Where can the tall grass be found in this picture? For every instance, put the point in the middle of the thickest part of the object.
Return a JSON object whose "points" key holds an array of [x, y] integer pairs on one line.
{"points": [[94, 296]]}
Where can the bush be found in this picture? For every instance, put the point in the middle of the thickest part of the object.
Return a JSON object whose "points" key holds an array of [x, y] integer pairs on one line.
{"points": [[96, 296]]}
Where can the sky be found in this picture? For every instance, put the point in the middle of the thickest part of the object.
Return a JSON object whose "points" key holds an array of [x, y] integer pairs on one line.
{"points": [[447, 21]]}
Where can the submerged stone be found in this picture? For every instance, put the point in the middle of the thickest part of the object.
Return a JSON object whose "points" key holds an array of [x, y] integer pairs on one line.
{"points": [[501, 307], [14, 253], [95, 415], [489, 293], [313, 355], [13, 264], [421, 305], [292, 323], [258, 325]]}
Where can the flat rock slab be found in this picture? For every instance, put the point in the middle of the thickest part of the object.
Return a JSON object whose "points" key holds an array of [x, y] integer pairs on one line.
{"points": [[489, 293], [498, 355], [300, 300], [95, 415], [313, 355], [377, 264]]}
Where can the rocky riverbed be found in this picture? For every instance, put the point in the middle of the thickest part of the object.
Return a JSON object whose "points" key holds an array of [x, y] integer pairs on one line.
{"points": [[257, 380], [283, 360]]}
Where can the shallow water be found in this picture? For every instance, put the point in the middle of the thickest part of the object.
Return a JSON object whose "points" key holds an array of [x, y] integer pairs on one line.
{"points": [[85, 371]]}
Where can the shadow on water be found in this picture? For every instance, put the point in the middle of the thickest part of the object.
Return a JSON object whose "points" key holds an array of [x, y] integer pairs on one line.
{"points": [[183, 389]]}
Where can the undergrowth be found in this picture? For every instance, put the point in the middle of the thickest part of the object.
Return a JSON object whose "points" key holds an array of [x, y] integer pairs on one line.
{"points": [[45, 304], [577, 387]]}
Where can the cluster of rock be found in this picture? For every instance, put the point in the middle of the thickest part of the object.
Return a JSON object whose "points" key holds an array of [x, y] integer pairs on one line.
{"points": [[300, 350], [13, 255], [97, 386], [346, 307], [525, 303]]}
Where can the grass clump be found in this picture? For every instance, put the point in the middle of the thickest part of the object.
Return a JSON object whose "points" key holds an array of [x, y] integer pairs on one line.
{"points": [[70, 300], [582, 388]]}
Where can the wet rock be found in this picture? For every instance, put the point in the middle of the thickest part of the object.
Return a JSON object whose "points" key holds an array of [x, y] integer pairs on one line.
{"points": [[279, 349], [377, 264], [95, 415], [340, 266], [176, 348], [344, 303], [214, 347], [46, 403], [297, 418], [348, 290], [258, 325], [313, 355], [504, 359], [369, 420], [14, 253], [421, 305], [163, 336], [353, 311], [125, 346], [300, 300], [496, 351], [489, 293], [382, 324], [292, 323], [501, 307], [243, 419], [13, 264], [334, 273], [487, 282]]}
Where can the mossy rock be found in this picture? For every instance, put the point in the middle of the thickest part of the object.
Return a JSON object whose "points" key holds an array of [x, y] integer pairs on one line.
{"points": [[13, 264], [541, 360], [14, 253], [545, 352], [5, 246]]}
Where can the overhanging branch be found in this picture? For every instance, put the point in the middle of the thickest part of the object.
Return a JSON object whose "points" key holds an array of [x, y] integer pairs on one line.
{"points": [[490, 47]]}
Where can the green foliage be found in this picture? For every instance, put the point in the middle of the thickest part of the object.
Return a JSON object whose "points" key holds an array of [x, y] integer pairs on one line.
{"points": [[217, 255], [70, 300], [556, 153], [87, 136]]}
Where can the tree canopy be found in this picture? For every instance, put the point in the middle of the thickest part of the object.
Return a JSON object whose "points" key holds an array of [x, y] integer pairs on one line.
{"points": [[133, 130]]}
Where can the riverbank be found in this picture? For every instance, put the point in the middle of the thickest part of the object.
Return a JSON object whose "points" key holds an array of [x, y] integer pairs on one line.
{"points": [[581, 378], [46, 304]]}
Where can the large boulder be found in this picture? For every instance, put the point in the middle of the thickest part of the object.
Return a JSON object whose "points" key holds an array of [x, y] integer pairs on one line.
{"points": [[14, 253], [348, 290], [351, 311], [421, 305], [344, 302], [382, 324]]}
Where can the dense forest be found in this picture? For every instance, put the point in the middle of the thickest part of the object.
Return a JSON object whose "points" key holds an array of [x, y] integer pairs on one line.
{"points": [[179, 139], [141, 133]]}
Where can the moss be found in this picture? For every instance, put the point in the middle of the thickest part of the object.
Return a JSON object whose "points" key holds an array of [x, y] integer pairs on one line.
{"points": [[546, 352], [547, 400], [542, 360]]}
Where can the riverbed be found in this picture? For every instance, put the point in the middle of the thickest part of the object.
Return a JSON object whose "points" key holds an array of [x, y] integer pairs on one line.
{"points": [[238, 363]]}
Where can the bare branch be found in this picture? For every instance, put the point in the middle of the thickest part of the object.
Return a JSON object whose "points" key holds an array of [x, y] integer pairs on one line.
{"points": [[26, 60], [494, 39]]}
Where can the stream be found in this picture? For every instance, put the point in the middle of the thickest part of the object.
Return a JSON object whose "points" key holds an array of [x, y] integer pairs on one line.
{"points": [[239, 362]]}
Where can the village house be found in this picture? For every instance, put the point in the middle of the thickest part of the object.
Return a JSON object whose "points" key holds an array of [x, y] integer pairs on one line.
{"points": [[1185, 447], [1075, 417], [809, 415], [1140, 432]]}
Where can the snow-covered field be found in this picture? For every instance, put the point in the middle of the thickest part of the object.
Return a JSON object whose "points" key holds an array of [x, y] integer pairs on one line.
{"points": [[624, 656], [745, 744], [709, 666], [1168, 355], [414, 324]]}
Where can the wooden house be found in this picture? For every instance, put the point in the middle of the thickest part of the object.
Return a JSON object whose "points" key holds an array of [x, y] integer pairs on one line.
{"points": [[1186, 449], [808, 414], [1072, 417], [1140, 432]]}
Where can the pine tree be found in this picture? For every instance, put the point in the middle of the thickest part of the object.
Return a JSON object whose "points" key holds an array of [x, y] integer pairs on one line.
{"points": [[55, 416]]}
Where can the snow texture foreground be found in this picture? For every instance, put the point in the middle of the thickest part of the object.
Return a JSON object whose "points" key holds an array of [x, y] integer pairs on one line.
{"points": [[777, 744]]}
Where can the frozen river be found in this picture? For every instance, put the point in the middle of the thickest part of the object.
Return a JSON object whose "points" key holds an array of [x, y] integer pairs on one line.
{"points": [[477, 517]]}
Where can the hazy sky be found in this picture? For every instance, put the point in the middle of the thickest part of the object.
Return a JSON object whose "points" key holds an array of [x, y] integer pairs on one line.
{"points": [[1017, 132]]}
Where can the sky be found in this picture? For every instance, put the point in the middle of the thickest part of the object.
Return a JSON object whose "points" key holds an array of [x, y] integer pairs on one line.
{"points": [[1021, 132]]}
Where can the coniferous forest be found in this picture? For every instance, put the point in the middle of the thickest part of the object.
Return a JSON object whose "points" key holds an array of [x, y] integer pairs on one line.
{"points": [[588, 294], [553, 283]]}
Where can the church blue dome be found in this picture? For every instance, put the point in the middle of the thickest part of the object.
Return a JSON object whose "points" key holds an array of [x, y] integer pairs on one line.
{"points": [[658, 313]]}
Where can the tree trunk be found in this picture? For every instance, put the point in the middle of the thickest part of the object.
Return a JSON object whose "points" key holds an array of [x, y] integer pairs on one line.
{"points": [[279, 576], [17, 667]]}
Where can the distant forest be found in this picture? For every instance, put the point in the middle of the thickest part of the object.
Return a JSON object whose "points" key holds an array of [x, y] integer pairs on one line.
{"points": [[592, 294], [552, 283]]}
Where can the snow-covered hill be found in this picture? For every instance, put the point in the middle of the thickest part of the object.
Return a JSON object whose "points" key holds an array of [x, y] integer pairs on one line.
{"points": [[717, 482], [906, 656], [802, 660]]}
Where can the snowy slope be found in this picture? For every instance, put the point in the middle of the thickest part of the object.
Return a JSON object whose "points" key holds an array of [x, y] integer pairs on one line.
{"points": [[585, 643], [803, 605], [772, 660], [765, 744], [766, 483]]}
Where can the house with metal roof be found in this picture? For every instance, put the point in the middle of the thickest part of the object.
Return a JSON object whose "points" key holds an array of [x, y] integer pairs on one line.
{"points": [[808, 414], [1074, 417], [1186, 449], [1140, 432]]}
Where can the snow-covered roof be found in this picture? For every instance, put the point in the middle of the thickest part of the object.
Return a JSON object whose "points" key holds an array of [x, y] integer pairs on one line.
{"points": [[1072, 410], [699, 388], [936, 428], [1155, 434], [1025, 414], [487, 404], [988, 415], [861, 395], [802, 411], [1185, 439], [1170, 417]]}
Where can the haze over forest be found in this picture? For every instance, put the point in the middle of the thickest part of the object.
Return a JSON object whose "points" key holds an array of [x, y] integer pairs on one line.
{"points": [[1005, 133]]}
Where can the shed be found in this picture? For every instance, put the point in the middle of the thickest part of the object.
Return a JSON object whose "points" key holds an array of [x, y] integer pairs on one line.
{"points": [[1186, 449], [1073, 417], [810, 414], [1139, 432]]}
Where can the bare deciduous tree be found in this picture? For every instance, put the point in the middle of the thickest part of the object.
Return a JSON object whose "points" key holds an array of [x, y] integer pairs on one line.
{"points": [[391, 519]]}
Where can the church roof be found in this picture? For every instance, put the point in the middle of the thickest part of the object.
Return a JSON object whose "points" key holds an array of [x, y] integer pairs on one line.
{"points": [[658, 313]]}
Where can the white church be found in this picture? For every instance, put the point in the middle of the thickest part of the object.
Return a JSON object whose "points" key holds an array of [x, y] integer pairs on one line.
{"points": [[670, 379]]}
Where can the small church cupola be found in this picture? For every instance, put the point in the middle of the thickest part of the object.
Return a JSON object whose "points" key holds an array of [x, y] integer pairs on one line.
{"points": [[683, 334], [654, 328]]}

──────

Reproduce the lines word for word, starting at the one holding "Where can the house" and ending at the final line of the material above.

Where can the house with metal roof be found in this picture? For every instance, put the point in the middle of the thickest part of the object.
Return a JSON object whose "points" key holds an array of [x, y] integer pairs on one line.
{"points": [[808, 414], [1074, 417], [1186, 449], [1140, 432]]}
Where can the snow-covered roof be found in this picture? For every instance, put the point in the middle of the thickest part of the object.
Return a JSON object whose "points" key holds an array of [x, y] integer pairs on one line.
{"points": [[1072, 410], [699, 388], [936, 428], [1155, 434], [1025, 414], [487, 404], [988, 415], [861, 395], [802, 411], [1185, 439], [1170, 417]]}
Where can the haze over forest be found in this picture? For every instance, put the point in the middle of the thickest part of the object.
Return a JSON object whose "points" key holds an array of [x, y] integer pairs on one line.
{"points": [[1005, 133]]}
Where can the shed be found in this picture? For every instance, put the point in the middle of the thickest part of the object.
Return a JSON object whose "points" key holds an array of [x, y] integer pairs on one line.
{"points": [[1186, 449], [1073, 417], [810, 414], [1139, 432]]}
Where can the bare deciduous tree be found in this picture? For every instance, put the point in the middle of the thickest part of the object.
Return a JSON object whose "points" key holds an array of [x, y] integer pairs on one line.
{"points": [[391, 519]]}
Where can the church roof be found in this picture? For every instance, put the point in the middle of the thickest part of the object.
Return a JSON object whose "points" key holds an array of [x, y] integer pairs on one line.
{"points": [[658, 313]]}
Where can the white church be found in this picture? For every instance, put the point in the middle of the thickest part of the object.
Return a JSON object whose "points" key holds an array of [x, y] integer pairs on one line.
{"points": [[670, 379]]}
Where can the small church cupola be found in this picture? For every instance, put the point in the middle of the thickest part of the object.
Return a JSON object whose "points" key holds an array of [x, y] integer pairs on one line.
{"points": [[683, 334], [654, 328]]}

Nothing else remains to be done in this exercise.